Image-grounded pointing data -
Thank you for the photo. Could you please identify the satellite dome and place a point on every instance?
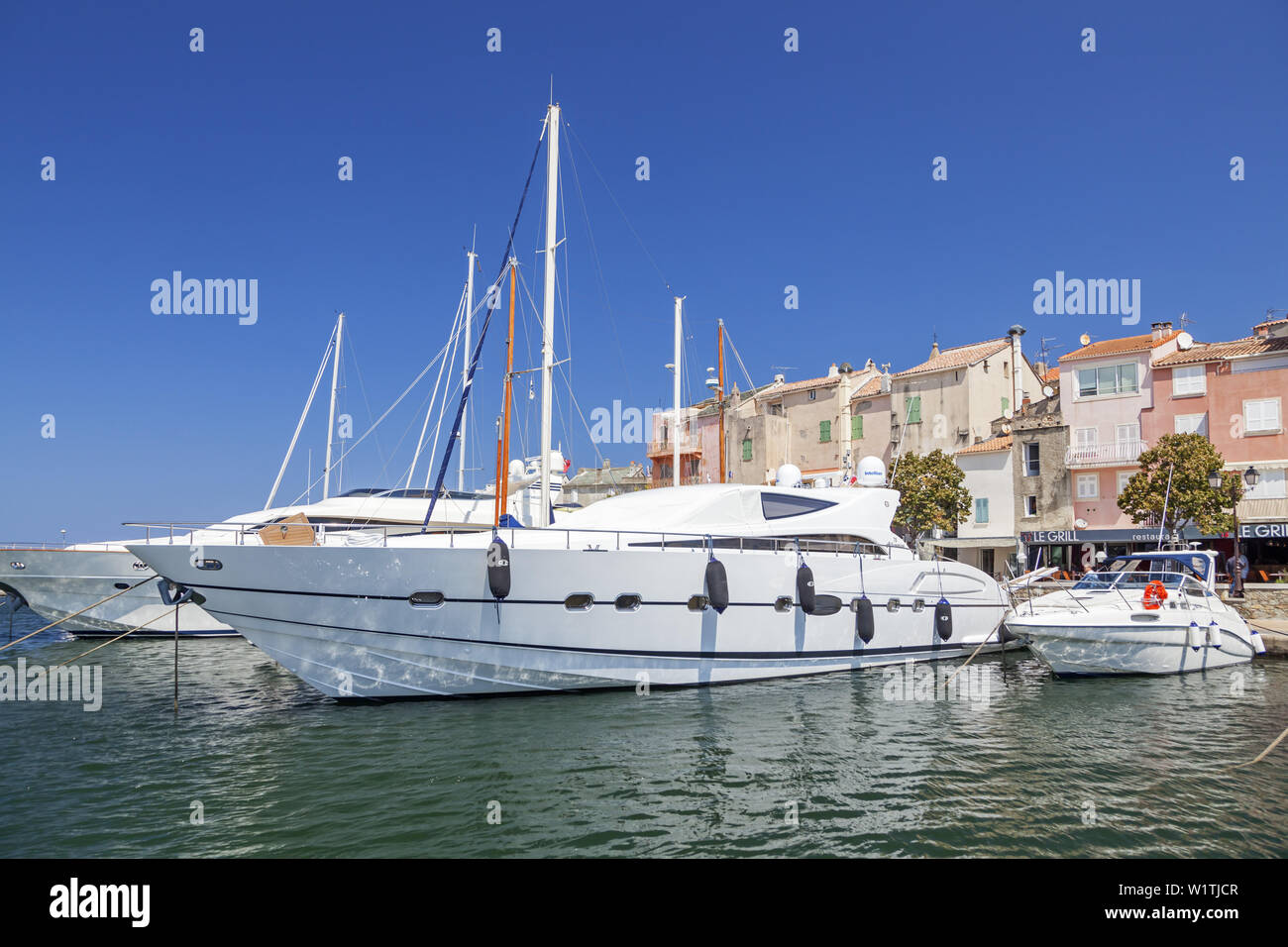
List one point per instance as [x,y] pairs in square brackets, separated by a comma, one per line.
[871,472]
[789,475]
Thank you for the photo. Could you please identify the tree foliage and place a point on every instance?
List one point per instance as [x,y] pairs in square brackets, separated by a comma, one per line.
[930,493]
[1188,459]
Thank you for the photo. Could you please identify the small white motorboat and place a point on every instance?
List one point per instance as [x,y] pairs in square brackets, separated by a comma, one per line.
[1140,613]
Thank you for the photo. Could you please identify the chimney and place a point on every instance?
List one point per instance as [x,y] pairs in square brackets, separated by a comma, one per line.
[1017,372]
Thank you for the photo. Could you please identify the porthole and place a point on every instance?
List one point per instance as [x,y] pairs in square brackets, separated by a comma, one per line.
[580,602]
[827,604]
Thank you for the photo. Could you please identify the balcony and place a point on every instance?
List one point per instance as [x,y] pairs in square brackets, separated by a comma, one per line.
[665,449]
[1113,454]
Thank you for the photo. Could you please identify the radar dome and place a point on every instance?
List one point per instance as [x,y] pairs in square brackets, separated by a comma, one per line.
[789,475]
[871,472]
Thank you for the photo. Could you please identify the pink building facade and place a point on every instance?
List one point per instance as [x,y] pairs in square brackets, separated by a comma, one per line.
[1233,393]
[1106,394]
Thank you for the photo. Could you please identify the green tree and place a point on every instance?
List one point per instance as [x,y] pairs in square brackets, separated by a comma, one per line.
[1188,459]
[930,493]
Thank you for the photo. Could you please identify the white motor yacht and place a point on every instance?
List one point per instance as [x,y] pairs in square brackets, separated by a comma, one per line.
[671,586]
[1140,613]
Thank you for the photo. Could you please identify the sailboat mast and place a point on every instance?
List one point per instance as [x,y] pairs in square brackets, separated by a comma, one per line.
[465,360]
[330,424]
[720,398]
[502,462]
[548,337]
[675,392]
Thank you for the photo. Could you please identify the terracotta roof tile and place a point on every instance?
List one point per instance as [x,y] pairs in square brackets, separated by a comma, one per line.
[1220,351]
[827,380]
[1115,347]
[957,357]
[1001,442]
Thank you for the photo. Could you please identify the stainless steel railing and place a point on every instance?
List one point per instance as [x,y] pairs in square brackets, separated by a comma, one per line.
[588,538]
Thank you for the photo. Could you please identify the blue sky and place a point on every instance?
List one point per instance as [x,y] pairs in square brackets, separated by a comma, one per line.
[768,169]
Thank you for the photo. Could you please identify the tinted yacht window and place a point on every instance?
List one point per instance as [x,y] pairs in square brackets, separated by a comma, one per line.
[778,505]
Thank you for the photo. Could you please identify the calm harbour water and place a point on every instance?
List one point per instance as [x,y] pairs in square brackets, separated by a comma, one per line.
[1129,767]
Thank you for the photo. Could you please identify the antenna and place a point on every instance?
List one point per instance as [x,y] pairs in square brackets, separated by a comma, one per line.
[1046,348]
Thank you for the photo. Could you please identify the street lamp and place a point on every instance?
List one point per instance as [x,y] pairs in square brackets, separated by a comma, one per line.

WHAT THE EXERCISE ASKS - Return a verbatim transcription of the data, omitting all images.

ANSWER SECTION -
Thank you for the photo. Could you please identify the satellite dome and place a point on every instance?
List one point per instance as [x,y] pairs in square brackets, separated by a comma, one per line.
[871,472]
[789,475]
Thank you for the photo. Could you please identify the tree foliage and place a point on every instance?
List one point per instance as [x,y] pairs in square brackets, separated by a comma, one per line.
[930,493]
[1188,459]
Thank you for the photo. Could you please identify the small white motorboat and place a point on every instance?
List one point per instance as [x,y] pairs in square brackets, separated by a comma, one per line.
[1140,613]
Thank you for the photo. Could you please identify the chimney and place a point on every instance?
List one point per instance as [x,y] pairs in square brackets, separated by a comma, one per line.
[1017,372]
Thank you for the photo. Could you please identify the porthole and place a point on every instance?
List one point per instance as [x,y] pairs in square brackets, separated by a comma, one per line.
[580,602]
[827,604]
Thank you for the photo. Could you please identify the balcony and place a point on every instance?
List one point per instance as [x,y] pairs in square brackets, separated by a comma, one per line.
[665,449]
[1113,454]
Thank you for the photo. Could you please identify the radar dome and place a point on every instance?
List one point per instance as [x,y] pairs in square brackets, separated by a comma, one per line.
[789,475]
[871,472]
Thank you for the photo. Could you please identify the pink building facade and place a point on every instance?
List one point per instance as [x,y] pairs in square brackets, separated by a comma, one per line.
[1233,393]
[1106,394]
Thank you for the photo. Could you please identify the green tree and place a point on every instance?
List one point per instance as [x,y] pairs in square brackets, separated by a comma, one per line.
[1188,459]
[930,493]
Thank you for the photo. Could you please identify the white motor yacht and place a point on every instance?
List one point per instance as [x,y] pairs in square brackets, separated by a comma, one per line.
[671,586]
[1140,613]
Thank you for the photo. Could you please identify the sailboat mast and place a point on every instance?
List one point per instance as [x,y] pairs in square brackets, separated by a comma, one per line.
[465,360]
[330,424]
[720,398]
[502,462]
[548,337]
[675,392]
Thank you for the photo. Could you please identify the terracotta roof tile and place a point on every instance?
List one point per instance as [x,y] pairs in square brackets, separated by a comma, one per line.
[1220,351]
[827,380]
[1115,347]
[957,357]
[1001,442]
Thank you for the photo. Could you please identify the stainless steel railing and place a point on every instance?
List one point per instance as [x,y] pairs in square brackets, separated by a comma, one per line.
[588,538]
Thank you for the photo. Could you please identify the blue sky and place a point on every instance?
List one point per instance as [x,y] pairs in square brackets, separated by a comma, one per line.
[768,169]
Thank you for the photo. Could you please identify the tinted yacht window and place a point on every instance?
List one point per instance as [x,y] pairs in square brackets, separated by a comma, one per line.
[778,505]
Thank you for the photo. Could you please identify the calm harbour water and place a point on every instance?
List one point per instance as [x,y] pairs in square brackets, separated by a comma, one per line.
[1129,767]
Thank you for the photo. Could you please identify the antenna and place a point on every instance?
List one point per instance as [x,y] pairs in square brackets, separated by a comma, one per line.
[1046,348]
Thank you for the photo. Could you please identify the street lamp and place a point on every instance?
List one point per instance as [x,y] pairs in square brackets, separated by a comma, one per line.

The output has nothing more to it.